Passage for review >>
The death of civil rights activist Rosa Parks has caused me to think about courage and the apparent paucity of it today among so many. Rosa Parks refused to give up her seat to a white man in a black section of a bus in Alabama and sparked a civil rights revolution. The courageous act of defiance occurred at a time when black men were lynched for lesser acts in the Deep South. Although she had not broken any laws, Ms. Parks was arrested and taken to jail. Rosa Park’s courage brought into prominence a young minister by the Name of Martin Luther King. Soon afterwards, the Montgomery bus boycott was organized and a movement was born. America would never be the same.
Civil rights activists Rosa Parks, Dr. King, and Malcolm X faced grave threats from the white supremacists who ruled the slave states of the south. History records that Dr. King and Malcolm X were assassinated because of the threat they posed to the established order. These extraordinary people understood that a price would have to be paid. Freedom isn’t free. It is paid for with the bravery and blood of good people. In America-the land that fosters apartheid-freedom is not delivered to one’s door. Freedom is not guaranteed by the constitution; nor is it actualized by the bill of rights. The police and the National Guard, as has always been the case when oppressed people rise up to demand their freedom, sided with the oppressors. Thus, we know they exist to protect the interests of the wealthy and powerful, not as guardians of democracy; nor as purveyors of justice, as we have been mislead to believe by the history books.

Activity >>
Translate the sentence "These extraordinary people understood that a price would have to be paid." from the essay on Rosa Parks and courage into Spanish.

Stored data >>
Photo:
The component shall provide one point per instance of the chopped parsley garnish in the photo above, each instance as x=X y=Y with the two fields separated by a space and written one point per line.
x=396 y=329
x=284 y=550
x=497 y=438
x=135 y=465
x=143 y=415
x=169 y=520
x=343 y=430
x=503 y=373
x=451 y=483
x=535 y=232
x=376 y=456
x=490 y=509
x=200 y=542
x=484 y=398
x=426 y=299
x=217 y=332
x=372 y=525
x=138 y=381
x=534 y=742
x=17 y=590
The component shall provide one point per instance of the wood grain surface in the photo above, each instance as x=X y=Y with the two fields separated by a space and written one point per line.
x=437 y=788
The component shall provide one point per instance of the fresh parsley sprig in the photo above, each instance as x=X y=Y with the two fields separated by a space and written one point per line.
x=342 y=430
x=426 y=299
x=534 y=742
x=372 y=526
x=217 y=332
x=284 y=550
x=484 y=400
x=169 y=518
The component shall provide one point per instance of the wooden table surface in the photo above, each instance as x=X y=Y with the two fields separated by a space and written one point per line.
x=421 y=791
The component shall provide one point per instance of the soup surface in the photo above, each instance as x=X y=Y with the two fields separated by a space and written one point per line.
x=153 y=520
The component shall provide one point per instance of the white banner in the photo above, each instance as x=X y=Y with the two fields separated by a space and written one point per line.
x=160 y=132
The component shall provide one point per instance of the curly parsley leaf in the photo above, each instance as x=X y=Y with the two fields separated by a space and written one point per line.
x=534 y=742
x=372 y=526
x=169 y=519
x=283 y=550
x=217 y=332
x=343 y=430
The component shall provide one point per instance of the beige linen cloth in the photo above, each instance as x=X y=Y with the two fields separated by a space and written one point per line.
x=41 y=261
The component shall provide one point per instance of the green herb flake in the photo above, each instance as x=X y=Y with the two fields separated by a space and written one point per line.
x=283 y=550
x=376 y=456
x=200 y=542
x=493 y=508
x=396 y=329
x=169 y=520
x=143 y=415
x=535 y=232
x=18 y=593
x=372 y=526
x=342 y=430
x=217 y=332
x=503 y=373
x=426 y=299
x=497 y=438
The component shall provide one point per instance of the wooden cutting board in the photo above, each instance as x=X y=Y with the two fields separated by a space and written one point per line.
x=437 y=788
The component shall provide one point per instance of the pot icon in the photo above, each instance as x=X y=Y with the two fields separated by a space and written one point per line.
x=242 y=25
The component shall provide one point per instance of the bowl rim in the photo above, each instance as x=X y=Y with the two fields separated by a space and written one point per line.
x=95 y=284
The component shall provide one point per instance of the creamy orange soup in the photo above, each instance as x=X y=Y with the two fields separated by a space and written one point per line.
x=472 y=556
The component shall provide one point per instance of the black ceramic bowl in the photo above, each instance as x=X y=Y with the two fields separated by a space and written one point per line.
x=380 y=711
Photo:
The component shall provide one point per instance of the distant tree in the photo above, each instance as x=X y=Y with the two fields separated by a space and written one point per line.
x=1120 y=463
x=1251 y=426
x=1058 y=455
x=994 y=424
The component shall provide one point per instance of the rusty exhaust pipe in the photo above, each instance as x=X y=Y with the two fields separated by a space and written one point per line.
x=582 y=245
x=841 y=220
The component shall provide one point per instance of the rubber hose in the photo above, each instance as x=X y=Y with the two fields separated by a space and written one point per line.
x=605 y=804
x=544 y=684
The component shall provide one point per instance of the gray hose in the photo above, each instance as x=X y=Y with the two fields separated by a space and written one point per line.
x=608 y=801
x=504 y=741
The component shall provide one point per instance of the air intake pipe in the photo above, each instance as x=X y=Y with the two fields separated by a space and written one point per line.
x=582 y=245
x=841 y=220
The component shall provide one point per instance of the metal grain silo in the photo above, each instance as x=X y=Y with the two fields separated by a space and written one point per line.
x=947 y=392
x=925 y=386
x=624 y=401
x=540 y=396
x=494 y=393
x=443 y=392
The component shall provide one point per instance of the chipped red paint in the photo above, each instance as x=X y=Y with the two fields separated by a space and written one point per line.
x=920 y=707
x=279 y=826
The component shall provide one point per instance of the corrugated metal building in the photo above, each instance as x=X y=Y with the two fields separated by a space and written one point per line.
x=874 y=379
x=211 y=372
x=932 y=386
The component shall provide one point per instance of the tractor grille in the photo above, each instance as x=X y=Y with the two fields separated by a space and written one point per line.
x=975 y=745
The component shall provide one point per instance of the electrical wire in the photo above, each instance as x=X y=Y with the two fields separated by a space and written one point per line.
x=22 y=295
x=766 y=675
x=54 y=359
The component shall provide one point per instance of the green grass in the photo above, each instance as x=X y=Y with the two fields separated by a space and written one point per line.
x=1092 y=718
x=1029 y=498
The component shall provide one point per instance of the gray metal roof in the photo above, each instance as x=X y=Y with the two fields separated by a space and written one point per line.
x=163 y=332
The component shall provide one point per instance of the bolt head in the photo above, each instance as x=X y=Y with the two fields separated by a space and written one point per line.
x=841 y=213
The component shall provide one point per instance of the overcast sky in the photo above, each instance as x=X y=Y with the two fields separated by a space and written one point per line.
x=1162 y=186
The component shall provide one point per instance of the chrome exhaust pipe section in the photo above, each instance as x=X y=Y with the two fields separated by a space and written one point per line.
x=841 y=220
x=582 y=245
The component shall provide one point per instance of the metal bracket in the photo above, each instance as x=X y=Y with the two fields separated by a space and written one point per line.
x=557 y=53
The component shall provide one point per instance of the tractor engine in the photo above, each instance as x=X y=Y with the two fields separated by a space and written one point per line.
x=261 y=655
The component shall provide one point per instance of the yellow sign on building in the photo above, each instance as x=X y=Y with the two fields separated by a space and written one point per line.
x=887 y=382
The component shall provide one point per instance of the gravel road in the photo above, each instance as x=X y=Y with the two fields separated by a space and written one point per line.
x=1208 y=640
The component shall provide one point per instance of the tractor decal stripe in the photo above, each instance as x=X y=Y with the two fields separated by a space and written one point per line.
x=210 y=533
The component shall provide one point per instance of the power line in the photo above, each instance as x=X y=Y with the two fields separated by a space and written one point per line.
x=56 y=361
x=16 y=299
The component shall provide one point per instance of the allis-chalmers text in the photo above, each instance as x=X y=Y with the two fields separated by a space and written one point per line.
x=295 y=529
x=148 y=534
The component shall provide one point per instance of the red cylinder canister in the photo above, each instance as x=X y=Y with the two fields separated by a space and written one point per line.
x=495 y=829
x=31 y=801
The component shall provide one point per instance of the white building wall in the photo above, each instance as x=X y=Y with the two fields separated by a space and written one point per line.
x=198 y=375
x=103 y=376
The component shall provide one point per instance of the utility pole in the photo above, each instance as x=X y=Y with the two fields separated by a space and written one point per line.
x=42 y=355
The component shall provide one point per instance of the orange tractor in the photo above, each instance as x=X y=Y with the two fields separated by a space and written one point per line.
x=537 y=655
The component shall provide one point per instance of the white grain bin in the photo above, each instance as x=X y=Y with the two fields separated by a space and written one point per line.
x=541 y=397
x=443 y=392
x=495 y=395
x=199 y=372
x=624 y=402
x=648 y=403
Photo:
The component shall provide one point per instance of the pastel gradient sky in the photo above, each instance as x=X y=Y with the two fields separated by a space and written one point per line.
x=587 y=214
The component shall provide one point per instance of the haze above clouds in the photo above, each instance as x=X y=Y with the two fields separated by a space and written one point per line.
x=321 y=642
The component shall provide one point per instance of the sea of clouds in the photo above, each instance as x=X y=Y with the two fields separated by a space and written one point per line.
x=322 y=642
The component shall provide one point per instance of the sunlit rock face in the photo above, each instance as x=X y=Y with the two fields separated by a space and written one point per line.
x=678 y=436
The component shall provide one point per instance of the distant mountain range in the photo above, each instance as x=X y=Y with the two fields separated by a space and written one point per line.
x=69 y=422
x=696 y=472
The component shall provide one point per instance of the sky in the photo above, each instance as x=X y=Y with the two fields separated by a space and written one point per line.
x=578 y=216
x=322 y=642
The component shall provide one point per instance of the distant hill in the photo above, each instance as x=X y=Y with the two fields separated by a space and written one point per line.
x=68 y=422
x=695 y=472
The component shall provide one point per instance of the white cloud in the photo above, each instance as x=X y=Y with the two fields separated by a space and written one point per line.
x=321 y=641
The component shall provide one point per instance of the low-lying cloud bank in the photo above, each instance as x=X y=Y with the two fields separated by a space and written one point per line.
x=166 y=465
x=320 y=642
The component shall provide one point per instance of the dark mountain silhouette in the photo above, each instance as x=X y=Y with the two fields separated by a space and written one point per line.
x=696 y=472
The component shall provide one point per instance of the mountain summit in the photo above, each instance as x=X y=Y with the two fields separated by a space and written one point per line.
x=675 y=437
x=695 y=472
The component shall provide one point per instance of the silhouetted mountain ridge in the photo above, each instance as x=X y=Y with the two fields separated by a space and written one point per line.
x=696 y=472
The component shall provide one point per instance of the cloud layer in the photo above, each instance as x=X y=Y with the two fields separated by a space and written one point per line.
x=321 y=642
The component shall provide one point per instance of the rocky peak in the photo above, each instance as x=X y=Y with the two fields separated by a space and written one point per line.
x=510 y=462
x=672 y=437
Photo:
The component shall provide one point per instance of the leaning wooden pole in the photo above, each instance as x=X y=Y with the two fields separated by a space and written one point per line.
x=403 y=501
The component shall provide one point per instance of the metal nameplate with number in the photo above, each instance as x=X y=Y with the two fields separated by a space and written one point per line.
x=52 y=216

Task output >>
Estas personas extraordinarias entendían que habría que pagar un precio.